Point-per-instance localization data:
--

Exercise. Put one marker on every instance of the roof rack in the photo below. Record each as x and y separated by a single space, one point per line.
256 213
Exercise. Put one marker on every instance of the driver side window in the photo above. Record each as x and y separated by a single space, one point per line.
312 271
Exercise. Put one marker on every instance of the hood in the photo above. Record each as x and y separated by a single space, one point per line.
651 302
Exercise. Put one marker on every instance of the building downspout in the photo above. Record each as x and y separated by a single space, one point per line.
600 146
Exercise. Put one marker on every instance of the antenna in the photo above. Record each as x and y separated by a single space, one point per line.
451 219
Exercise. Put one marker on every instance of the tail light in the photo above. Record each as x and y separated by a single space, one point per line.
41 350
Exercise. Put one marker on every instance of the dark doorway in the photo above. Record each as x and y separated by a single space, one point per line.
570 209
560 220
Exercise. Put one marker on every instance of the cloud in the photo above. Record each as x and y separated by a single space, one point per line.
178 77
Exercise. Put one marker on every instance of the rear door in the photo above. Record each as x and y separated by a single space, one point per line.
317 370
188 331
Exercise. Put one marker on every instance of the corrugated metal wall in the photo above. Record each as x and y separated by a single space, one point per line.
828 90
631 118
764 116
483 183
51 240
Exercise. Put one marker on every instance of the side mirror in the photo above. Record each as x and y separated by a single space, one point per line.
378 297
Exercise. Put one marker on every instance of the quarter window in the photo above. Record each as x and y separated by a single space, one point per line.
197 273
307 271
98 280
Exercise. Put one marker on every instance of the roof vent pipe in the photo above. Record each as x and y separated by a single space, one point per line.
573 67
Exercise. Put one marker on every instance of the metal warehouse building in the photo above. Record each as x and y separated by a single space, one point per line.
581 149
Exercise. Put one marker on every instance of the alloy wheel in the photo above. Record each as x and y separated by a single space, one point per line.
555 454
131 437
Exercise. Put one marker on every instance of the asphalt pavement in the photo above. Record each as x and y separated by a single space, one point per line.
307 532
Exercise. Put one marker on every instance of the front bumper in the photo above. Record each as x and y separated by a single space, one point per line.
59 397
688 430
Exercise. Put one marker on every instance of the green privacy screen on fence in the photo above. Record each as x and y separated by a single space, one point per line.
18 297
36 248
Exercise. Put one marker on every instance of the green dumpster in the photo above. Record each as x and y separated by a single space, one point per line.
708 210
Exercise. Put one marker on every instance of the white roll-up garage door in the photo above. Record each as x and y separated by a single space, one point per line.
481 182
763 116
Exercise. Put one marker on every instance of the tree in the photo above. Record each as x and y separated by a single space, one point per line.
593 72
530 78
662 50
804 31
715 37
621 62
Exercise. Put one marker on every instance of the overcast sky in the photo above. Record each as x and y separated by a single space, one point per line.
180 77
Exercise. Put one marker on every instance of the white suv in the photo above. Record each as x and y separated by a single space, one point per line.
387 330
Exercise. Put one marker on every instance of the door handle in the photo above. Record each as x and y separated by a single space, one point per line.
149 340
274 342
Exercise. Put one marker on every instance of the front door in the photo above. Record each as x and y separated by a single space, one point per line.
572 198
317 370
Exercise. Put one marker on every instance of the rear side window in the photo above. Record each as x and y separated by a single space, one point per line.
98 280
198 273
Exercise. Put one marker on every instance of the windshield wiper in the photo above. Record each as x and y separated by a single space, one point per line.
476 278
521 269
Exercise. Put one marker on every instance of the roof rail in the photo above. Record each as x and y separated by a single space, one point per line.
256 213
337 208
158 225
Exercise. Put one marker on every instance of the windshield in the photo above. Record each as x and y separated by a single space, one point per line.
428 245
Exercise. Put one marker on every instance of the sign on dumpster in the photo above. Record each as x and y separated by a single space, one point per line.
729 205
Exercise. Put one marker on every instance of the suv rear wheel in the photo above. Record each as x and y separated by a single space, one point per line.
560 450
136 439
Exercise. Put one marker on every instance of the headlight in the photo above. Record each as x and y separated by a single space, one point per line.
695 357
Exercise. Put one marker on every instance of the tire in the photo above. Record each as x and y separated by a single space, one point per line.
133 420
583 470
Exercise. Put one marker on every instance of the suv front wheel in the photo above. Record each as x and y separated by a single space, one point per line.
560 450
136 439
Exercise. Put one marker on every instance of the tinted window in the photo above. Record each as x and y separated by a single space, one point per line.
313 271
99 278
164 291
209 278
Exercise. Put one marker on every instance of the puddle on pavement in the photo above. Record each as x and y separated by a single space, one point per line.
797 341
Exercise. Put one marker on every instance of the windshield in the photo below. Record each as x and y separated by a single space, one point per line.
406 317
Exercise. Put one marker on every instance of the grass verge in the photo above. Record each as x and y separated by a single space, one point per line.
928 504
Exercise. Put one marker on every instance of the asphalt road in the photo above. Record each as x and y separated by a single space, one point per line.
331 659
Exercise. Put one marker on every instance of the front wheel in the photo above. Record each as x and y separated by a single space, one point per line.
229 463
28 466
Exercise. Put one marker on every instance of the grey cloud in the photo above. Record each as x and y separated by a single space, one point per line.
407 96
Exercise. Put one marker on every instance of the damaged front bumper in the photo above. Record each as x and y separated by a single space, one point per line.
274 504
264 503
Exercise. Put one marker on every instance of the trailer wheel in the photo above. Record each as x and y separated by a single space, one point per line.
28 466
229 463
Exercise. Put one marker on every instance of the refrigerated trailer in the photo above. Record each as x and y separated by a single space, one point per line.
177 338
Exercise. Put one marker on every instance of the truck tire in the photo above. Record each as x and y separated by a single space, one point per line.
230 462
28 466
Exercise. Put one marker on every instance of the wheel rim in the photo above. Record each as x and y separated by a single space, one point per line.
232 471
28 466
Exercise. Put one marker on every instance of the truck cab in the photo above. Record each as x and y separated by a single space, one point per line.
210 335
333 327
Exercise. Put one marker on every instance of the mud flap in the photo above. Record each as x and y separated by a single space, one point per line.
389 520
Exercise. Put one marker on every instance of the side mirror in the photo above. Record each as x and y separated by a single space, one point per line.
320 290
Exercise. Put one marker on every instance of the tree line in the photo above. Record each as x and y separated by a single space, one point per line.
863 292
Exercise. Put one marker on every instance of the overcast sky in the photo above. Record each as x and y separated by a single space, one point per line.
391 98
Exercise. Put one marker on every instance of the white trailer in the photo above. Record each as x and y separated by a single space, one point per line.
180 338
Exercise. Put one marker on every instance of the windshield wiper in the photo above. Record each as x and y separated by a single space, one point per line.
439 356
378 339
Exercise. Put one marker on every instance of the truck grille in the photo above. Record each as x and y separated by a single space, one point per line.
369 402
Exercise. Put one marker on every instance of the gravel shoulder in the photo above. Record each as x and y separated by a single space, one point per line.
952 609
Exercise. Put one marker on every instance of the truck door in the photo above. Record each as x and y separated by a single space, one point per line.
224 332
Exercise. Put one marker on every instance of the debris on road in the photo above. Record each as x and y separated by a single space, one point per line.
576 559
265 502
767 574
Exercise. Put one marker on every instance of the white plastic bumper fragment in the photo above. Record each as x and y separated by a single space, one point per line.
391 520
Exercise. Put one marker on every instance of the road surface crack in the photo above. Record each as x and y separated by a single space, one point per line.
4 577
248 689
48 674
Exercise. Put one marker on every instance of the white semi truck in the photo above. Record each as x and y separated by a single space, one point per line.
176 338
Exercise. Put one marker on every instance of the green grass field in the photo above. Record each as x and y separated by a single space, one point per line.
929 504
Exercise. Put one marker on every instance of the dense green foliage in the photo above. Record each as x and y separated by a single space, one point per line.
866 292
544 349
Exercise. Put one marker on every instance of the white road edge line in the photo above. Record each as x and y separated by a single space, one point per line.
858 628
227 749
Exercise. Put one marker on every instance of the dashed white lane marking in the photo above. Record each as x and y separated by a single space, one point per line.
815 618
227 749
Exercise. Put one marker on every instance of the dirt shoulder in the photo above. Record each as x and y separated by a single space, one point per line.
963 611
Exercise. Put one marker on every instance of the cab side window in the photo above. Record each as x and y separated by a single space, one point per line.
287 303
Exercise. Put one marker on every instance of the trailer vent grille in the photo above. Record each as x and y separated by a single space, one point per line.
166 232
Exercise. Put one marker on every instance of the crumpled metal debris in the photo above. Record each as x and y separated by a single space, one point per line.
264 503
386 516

--

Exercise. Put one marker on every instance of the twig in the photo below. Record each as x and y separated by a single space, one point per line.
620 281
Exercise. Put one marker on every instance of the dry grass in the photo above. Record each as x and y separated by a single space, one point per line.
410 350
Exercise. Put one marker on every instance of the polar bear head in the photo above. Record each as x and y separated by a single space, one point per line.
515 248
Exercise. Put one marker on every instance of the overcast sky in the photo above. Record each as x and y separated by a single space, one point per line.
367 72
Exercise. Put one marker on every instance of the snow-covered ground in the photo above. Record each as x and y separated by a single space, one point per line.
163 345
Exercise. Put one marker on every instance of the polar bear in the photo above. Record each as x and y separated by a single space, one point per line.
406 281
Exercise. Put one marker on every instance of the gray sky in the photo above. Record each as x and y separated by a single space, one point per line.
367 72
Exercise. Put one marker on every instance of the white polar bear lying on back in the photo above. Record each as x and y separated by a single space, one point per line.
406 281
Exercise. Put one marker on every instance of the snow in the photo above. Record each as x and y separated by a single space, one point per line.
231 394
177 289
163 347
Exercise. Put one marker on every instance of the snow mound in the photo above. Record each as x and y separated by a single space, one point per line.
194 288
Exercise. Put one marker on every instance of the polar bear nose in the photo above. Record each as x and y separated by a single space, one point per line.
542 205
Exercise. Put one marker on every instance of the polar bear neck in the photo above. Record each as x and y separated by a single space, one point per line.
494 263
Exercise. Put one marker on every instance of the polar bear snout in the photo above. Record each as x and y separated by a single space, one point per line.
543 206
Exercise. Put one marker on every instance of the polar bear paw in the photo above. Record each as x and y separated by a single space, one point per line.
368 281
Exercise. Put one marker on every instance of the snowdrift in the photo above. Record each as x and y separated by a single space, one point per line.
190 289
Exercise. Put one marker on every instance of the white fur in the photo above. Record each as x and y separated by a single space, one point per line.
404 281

--

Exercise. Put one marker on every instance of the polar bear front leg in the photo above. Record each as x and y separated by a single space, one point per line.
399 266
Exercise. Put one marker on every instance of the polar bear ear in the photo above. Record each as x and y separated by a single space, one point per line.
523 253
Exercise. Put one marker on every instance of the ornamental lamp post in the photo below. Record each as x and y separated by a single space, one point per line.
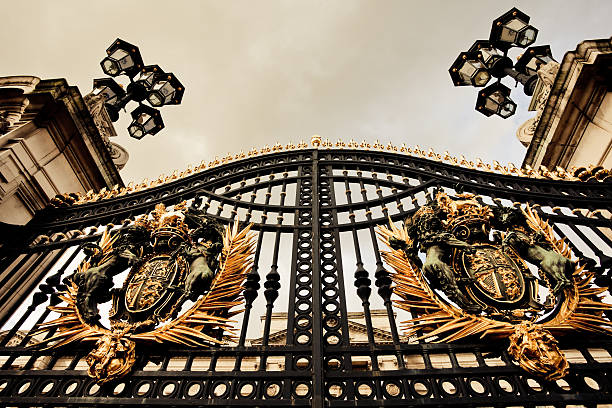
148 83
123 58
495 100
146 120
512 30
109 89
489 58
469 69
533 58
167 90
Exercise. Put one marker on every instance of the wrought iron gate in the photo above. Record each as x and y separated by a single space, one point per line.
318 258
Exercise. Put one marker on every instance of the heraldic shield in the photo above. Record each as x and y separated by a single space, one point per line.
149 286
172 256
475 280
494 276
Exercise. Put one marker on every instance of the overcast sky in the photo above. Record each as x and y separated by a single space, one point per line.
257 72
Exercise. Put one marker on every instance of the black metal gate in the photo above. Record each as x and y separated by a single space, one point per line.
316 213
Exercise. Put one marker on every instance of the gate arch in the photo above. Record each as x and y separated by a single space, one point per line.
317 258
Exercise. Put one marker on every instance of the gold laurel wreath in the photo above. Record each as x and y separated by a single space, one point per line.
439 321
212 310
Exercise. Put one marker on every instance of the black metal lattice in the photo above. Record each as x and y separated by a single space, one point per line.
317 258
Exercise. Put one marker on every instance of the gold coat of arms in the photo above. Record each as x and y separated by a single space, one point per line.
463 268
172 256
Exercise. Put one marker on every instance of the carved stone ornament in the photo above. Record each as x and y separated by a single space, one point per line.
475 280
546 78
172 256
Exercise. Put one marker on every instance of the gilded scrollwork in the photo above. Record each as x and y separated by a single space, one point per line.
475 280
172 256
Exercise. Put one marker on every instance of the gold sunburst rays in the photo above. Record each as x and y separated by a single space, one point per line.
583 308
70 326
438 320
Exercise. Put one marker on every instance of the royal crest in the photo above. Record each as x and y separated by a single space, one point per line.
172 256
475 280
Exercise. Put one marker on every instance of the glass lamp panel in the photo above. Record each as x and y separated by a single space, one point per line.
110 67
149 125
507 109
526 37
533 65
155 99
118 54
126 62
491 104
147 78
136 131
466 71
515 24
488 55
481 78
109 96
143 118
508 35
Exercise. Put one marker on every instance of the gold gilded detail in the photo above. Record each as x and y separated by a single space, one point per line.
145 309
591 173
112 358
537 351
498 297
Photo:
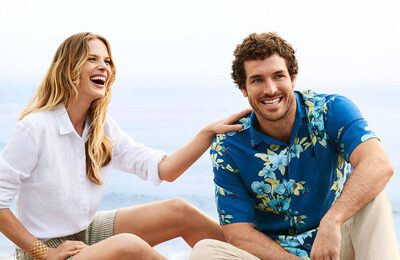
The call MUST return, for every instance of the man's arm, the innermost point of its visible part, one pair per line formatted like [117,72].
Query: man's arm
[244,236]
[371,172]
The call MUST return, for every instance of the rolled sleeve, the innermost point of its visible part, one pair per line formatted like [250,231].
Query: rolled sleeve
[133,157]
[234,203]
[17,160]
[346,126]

--

_PROBLEM TO SOLVE_
Report each line of the data in which "formatted" occurs.

_TASK RESPONSE_
The call MUST return, for every instance of the man's arm, the innermost point of its visible part, one pair per line formatted like [117,72].
The call MUST return, for every instance of the rolled sleeve, the innermost point of its visible part, one pair per line formatted like [250,231].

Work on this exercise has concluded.